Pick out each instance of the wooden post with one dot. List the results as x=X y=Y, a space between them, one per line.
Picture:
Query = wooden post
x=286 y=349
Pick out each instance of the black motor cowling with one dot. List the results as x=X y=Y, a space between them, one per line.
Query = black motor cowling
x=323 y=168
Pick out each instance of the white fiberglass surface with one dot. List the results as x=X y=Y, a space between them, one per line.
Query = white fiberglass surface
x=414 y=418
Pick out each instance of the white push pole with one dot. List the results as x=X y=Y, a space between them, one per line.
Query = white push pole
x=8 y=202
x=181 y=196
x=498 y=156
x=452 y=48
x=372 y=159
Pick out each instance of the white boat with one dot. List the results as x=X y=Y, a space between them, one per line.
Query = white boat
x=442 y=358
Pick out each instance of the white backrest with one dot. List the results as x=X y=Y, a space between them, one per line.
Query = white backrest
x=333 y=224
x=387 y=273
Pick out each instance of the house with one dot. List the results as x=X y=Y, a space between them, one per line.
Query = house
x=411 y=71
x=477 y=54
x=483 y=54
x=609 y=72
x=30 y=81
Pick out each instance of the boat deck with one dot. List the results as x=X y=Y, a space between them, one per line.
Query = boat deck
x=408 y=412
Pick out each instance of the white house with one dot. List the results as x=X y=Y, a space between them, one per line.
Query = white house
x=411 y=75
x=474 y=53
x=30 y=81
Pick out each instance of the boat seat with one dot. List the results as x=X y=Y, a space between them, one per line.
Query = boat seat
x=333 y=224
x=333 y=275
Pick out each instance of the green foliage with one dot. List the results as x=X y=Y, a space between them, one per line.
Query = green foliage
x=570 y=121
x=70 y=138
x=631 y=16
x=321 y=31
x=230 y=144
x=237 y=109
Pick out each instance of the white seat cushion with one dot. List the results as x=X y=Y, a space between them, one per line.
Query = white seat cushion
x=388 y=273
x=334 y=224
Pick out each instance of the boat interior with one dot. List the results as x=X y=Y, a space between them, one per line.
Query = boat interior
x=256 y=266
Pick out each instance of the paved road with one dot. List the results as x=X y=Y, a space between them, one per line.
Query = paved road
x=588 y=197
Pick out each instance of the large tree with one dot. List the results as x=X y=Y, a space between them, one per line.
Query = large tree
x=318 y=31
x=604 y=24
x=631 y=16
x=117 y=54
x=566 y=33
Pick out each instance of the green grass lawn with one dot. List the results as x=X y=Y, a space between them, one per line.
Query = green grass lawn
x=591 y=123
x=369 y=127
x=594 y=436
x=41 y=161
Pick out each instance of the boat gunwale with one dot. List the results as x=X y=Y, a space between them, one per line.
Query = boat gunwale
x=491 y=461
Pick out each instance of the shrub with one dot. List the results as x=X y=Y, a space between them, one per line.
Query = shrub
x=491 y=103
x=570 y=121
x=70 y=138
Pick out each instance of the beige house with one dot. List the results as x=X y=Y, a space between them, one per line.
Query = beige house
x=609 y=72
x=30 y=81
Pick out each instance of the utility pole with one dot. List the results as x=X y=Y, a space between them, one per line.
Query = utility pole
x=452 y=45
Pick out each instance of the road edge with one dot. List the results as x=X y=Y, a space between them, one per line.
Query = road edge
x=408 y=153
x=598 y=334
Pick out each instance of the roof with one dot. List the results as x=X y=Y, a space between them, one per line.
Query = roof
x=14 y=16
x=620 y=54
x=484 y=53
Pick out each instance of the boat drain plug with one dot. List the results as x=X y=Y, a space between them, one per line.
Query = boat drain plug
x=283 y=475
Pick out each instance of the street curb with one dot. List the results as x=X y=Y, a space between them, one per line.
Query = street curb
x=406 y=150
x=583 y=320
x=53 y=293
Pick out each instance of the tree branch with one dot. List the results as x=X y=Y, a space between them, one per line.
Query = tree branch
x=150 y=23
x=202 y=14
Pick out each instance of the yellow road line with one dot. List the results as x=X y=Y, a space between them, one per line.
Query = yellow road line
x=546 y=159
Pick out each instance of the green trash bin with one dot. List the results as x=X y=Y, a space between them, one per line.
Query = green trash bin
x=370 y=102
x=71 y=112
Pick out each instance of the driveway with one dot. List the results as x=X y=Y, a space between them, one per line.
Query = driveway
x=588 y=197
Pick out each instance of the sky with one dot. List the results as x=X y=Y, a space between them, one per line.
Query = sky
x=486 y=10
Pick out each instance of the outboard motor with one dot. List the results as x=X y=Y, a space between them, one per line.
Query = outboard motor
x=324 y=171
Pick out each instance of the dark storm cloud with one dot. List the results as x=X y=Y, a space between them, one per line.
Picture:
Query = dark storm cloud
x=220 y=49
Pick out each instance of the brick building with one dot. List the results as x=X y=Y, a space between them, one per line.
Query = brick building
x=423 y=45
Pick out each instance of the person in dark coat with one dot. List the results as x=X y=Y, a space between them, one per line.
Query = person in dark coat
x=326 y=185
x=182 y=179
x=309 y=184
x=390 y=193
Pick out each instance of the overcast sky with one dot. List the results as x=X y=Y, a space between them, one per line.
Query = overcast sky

---+---

* [WORK TASK] All of the data above should be set down word for word.

* [RESULT]
Pick out each instance of the wooden post with one dot. List the results as x=X y=Y, a space between them, one per line.
Picture:
Query = wooden post
x=286 y=349
Pick out each instance of the black motor cowling with one dot. List the results as x=X y=Y, a space between them, one per line.
Query = black motor cowling
x=323 y=168
Pick out each instance of the white fiberglass surface with one dot. List the results as x=X y=Y, a space between them, one per line.
Query = white fiberglass surface
x=414 y=418
Pick out each instance of the white push pole with one dot. List the results as x=X y=Y, a space between them, one per line.
Query = white push pole
x=8 y=202
x=181 y=196
x=498 y=156
x=452 y=48
x=372 y=159
Pick out each instance of the white boat with one dot. List the results as x=X y=Y, a space between them, one per line.
Query = white boat
x=442 y=358
Pick out each instance of the white backrest with one dot. List the results as x=X y=Y, a space between them, one per line.
Query = white backrest
x=333 y=224
x=387 y=273
Pick out each instance of the house with one dot. List the results as x=X y=Y, a space between them, one per line.
Query = house
x=411 y=71
x=477 y=54
x=483 y=54
x=609 y=72
x=30 y=81
Pick out each instance of the boat deck with one dot. List the results as x=X y=Y, a space between them, one per line.
Query = boat deck
x=408 y=412
Pick out each instance of the white house with one dot. List the results as x=X y=Y, a space between them, one per line.
Query = white house
x=411 y=75
x=474 y=53
x=30 y=81
Pick out each instance of the boat seat with one dot. List the results as x=X y=Y, a space between them, one per line.
Query = boat seat
x=333 y=224
x=333 y=275
Pick out each instance of the green foliage with one dot. List the results as x=X y=Y, a space between them, one per line.
Query = green foliage
x=570 y=121
x=70 y=138
x=631 y=16
x=321 y=31
x=230 y=144
x=237 y=109
Pick out each instance of the white seat cushion with one dot. List the results as x=X y=Y, a space between them, one per line.
Query = white seat cushion
x=388 y=273
x=334 y=224
Pick out each instance of the boat interior with one dot. List the results as x=X y=Y, a space between them, one per line.
Query = boat interior
x=256 y=266
Pick out each instance of the paved road with one dot. List the results as x=X y=Y, a space between them, one per line.
Query = paved road
x=588 y=197
Pick out each instance of the large tree with one dot. List the results as x=X y=Y, a space between them, one per line.
Query = large tree
x=318 y=31
x=604 y=24
x=631 y=16
x=117 y=54
x=566 y=33
Pick out each instance of the green grass lawn with one dot. List the results as x=X y=Y, a space between them, one per line.
Query = green grass lawn
x=591 y=123
x=369 y=127
x=594 y=436
x=41 y=161
Pick out each instance of the boat gunwale with one dot. List the results as x=X y=Y, a space between them, one per line.
Query = boat gunwale
x=491 y=461
Pick out each instance of the shrub with one dot. List the results as x=X y=Y, a space between them, one per line.
Query = shrub
x=491 y=103
x=570 y=121
x=70 y=138
Pick out each instance of the beige house with one dot. List the results as x=X y=Y, a space between them, one per line.
Query = beige house
x=609 y=72
x=30 y=81
Pick out each instance of the utility pole with one dot. List the results as x=X y=Y, a space between them, one per line.
Query = utility pole
x=452 y=45
Pick out each instance of the road edge with one dot. List the results as x=X y=Y, a space between them, one per line.
Query = road edge
x=408 y=153
x=598 y=334
Pick out each instance of the roof with one dot. List the results as x=X y=Y, a space between them, one per line.
Query = roof
x=14 y=16
x=620 y=54
x=484 y=53
Pick out each instance of the boat drain plug with one dot. List the results as x=X y=Y, a space between them, one per line.
Query = boat drain plug
x=283 y=475
Pick out each instance of the street curb with one dot. List the results as x=X y=Y, a space between them, one per line.
Query = street curb
x=406 y=150
x=583 y=320
x=53 y=293
Pick out each instance of the tree branch with one dot. List the results as x=X y=Y, a space between them, one per line.
Query = tree branch
x=150 y=23
x=202 y=14
Pick out each instance of the yellow road line with one dot. List the results as x=X y=Y, a space between them, one per line.
Query = yellow road line
x=546 y=159
Pick out each instance of the green trash bin with one dot. List the results as x=X y=Y, a space between them, one per line.
Query = green trash bin
x=370 y=102
x=71 y=112
Pick out each instance of the driveway with one dot. List the results as x=X y=Y, a space between them, one per line.
Query = driveway
x=588 y=197
Pick out each instance of the sky with one dot. List the results as x=X y=Y, a space between them, one per line.
Query = sky
x=486 y=10
Pick out each instance of the outboard motor with one dot. List the results as x=X y=Y, a space between them, one per line.
Query = outboard motor
x=324 y=171
Pick out each instance of the dark storm cloud with one dot. List the results as x=X y=Y, a space between them, one per line.
Picture:
Query = dark storm cloud
x=220 y=49
Pick out each instance of the brick building with one dot. List the results as x=X y=Y, a space between them, one per line.
Query = brick building
x=423 y=45
Pick out each instance of the person in dark coat with one dot. List the results as x=X y=Y, a space between them, one per line.
Query = person in dark coat
x=326 y=185
x=182 y=179
x=309 y=184
x=390 y=193
Pick out each instance of the overcast sky with one dot. List the results as x=X y=Y, a space between them, one per line.
Query = overcast sky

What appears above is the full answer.